--- TASKS FOR THIS EXERCISE ---
[1] Reproduce word for word the part of the passage about John Turnow below that opens with the words containing "Certainly his hunting" and closes with "they were saying.".
[2] Write the next part of the account of John Turnow below, picking up after its final sentence.

--- DOCUMENT TEXT ---
******************************

Certainly his hunting companions, Quimby and Lathrop, would have been the last to foresee the terrible roles they and Turnow were going to play in the West’s strangest manhunt.
From the beginning, John Turnow was admittedly different — a silent sort of youngster, always at odds with his parents and teachers. His mother was a determined woman who vowed that her only son was going to amount to something more than the local louts who had no higher ambitions than to drink up the proceeds of their seasonal employment in the sawmills or timber tracts, and to hunt when they were sober. It was a blow to her when he showed no interest in education. Exasperated teachers complained that, on the increasingly rare occasions when he showed up at all, he would sit staring out the window, not hearing a word they were saying.
More and more John would come drifting home after dark, always giving the same answer to angry questions about where he’d been. “In the woods,” he would reply. Turnow didn’t tell his parents, as he did a few trusted playmates, about the things he’d seen there; about how, if you knew how, you could follow a bear’s tracks, even through the two-inch-thick moss covering the rain forest, and how you could make a chickaree squirrel come right to you if you made a kind of shrill, chattering call.

******************************

--- ENTRIES SHOWN ---
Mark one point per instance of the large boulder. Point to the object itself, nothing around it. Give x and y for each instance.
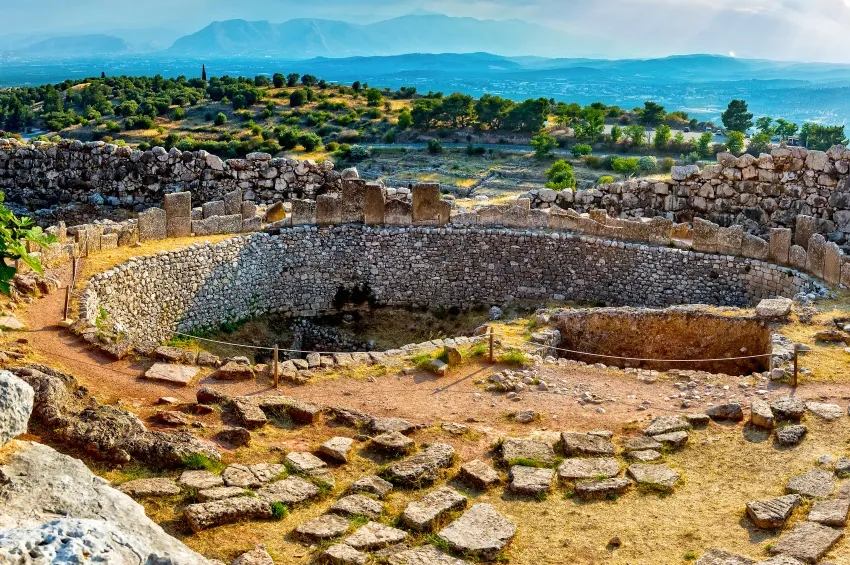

******************************

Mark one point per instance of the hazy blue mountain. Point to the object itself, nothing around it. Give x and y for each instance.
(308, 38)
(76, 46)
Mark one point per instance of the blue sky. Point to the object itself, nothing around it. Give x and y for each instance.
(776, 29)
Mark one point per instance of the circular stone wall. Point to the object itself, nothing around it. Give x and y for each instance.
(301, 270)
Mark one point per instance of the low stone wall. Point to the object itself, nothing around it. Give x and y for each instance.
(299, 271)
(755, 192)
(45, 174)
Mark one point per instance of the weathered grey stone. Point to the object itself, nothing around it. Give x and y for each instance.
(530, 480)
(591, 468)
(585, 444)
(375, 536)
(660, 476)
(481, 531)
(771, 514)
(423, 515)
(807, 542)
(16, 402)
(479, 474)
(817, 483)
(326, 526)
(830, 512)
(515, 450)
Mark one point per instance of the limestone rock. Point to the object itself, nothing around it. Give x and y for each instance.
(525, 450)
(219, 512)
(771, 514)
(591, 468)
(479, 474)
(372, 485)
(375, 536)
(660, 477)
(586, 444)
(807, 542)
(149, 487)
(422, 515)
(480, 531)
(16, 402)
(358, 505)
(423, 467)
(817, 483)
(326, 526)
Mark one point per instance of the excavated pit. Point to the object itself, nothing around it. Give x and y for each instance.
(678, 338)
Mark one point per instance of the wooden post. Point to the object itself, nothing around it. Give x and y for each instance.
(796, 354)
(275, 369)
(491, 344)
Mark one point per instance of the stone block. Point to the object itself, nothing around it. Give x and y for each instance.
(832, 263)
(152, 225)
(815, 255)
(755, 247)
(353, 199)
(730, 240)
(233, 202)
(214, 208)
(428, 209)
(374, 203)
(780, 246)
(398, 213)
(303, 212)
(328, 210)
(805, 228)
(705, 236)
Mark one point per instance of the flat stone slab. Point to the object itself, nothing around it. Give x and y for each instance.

******************************

--- SOLVED PROBLEMS ---
[1]
Certainly his hunting companions, Quimby and Lathrop, would have been the last to foresee the terrible roles they and Turnow were going to play in the West’s strangest manhunt.
From the beginning, John Turnow was admittedly different — a silent sort of youngster, always at odds with his parents and teachers. His mother was a determined woman who vowed that her only son was going to amount to something more than the local louts who had no higher ambitions than to drink up the proceeds of their seasonal employment in the sawmills or timber tracts, and to hunt when they were sober. It was a blow to her when he showed no interest in education. Exasperated teachers complained that, on the increasingly rare occasions when he showed up at all, he would sit staring out the window, not hearing a word they were saying.

[2]
John was as bitter a disappointment to his father as he was to his mother. The elder John Turnow was a stern, red-faced man who, by dint of dawn-to-dusk labor, had turned a run-down stump farm near the town of Montesano into one of the best agricultural properties in the county. But he just couldn’t keep his son at the farm chores. The boy’s moonstruck fascination with the wildlife in the woods grew, and having the daylights whaled out of him only created a sullen resentment of his parents and of authority in general.
Nobody tried to stop the youth when he quit school at 14 and took to the woods for weeks at a stretch. By the time he was 16, and already nearly six feet tall, local hunters were hiring him as a guide. Turnow knew every corner of the southern section of Olympic Peninsula, and sometimes ventured far north to the towering mountains of what is now Olympic National Park. He fished and explored every stream of the many that tumbled toward the sea in this region of heavy rainfall, though it was the Satsop he liked best.
When he was in his 20s, both of his parents died. Turnow went home and ran the family farm for a while, but in such a shiftless way that his relatives were incensed. They, in fact, were among the first to whisper that maybe John wasn’t “all there.”
“If John Turnow’s crazy, so am I,” Giles Quimby used to say, with a grin on his long, lean face. That always got a laugh, because there was hardly a more sober, saner man around.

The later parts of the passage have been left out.